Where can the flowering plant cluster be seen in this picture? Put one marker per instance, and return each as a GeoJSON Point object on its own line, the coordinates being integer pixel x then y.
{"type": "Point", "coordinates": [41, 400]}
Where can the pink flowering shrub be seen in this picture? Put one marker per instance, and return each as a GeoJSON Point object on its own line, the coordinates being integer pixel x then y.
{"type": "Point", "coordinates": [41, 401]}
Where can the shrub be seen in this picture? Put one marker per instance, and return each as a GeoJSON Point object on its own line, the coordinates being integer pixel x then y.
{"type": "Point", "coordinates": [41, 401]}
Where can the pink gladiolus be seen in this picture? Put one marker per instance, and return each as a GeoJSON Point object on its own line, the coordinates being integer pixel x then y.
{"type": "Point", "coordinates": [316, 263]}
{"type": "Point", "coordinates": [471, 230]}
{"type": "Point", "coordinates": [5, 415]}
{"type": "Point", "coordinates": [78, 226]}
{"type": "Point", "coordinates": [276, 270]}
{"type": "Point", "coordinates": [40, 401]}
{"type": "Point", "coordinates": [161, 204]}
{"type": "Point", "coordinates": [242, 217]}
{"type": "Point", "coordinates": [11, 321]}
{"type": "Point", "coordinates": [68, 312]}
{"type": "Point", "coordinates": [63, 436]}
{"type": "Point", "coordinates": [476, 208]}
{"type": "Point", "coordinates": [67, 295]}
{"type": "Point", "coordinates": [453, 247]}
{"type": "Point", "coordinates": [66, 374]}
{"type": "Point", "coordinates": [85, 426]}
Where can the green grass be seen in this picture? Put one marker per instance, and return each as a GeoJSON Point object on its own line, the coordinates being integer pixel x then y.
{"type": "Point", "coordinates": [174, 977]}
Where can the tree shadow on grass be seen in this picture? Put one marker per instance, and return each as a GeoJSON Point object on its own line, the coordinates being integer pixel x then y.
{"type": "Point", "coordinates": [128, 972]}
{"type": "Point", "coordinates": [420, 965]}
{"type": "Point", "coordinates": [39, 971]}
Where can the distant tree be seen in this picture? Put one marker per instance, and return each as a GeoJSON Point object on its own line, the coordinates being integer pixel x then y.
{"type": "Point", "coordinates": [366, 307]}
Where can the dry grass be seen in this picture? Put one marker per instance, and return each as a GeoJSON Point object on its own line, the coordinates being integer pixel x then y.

....

» GIVEN TASK
Print back all the lines verbatim.

» FULL SOLUTION
Where can the flowering plant cluster be seen in this picture? Put one marker per instance, and return each as a GeoJSON Point object on its own line, the coordinates being integer pixel x then y.
{"type": "Point", "coordinates": [41, 400]}
Where can the pink flowering shrub be seen in this picture? Put one marker per instance, and return each as a GeoJSON Point object on its own line, the coordinates being integer pixel x then y.
{"type": "Point", "coordinates": [41, 401]}
Where can the shrub be seen in this picture? Put one marker per instance, and return each as a GeoJSON Point object on its own line, the coordinates being integer pixel x then y.
{"type": "Point", "coordinates": [41, 401]}
Where can the pink gladiolus be seen in this picture? Put one marker per instance, and return each as a GeoJSON Point object on its own line, the coordinates being integer pixel x then y.
{"type": "Point", "coordinates": [316, 263]}
{"type": "Point", "coordinates": [471, 230]}
{"type": "Point", "coordinates": [5, 415]}
{"type": "Point", "coordinates": [78, 226]}
{"type": "Point", "coordinates": [276, 270]}
{"type": "Point", "coordinates": [40, 401]}
{"type": "Point", "coordinates": [161, 204]}
{"type": "Point", "coordinates": [242, 217]}
{"type": "Point", "coordinates": [11, 321]}
{"type": "Point", "coordinates": [68, 312]}
{"type": "Point", "coordinates": [63, 436]}
{"type": "Point", "coordinates": [476, 208]}
{"type": "Point", "coordinates": [67, 295]}
{"type": "Point", "coordinates": [453, 247]}
{"type": "Point", "coordinates": [66, 374]}
{"type": "Point", "coordinates": [85, 426]}
Where can the green grass be seen in this picture? Put one marker per instance, and return each as a GeoJSON Point object on its own line, the coordinates being integer pixel x then y.
{"type": "Point", "coordinates": [174, 977]}
Where can the tree shadow on grass be seen in this picture? Put one marker per instance, and return each as a GeoJSON Point object on its own line, the coordinates being integer pixel x then y.
{"type": "Point", "coordinates": [128, 972]}
{"type": "Point", "coordinates": [420, 965]}
{"type": "Point", "coordinates": [39, 971]}
Where can the distant tree be seen in this picture? Put one marker per instance, and return each as a GeoJSON Point object on its own line, the coordinates being integer pixel x then y.
{"type": "Point", "coordinates": [366, 307]}
Where can the dry grass be seen in this picture? Put one marker per instance, and return each as a GeoJSON Point object on its own line, the coordinates being integer pixel x then y.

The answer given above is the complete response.